▶ YOUR TASK
Give back each entry verbatim.
RAW DATA below:
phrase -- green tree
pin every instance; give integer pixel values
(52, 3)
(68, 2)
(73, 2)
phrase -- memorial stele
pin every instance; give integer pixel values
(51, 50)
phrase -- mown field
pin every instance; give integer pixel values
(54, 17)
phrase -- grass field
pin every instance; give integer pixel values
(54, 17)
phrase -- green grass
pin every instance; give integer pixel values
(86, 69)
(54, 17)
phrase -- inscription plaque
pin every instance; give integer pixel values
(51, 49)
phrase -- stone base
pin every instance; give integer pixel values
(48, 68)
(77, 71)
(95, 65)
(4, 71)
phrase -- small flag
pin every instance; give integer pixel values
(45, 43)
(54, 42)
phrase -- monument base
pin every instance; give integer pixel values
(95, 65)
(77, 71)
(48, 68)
End of RAW DATA.
▶ RESPONSE
phrase -- green tree
pin every instance; give integer pixel values
(52, 3)
(68, 2)
(73, 2)
phrase -- memorial stele
pin every instance; give integer pixel values
(51, 50)
phrase -- mown field
pin every instance; give integer pixel values
(54, 17)
phrase -- grass field
pin every instance; give integer pixel values
(54, 17)
phrase -- green grass
pin every instance; give integer pixel values
(86, 69)
(54, 17)
phrase -- inscription plaque
pin every instance; give integer pixel values
(51, 49)
phrase -- stone base
pin every instance; give integer pixel values
(48, 68)
(77, 71)
(95, 65)
(4, 71)
phrase -- small flag
pin every instance; give integer pixel values
(45, 43)
(54, 42)
phrase -- monument base
pin every instance; give integer pixel values
(95, 65)
(77, 71)
(48, 68)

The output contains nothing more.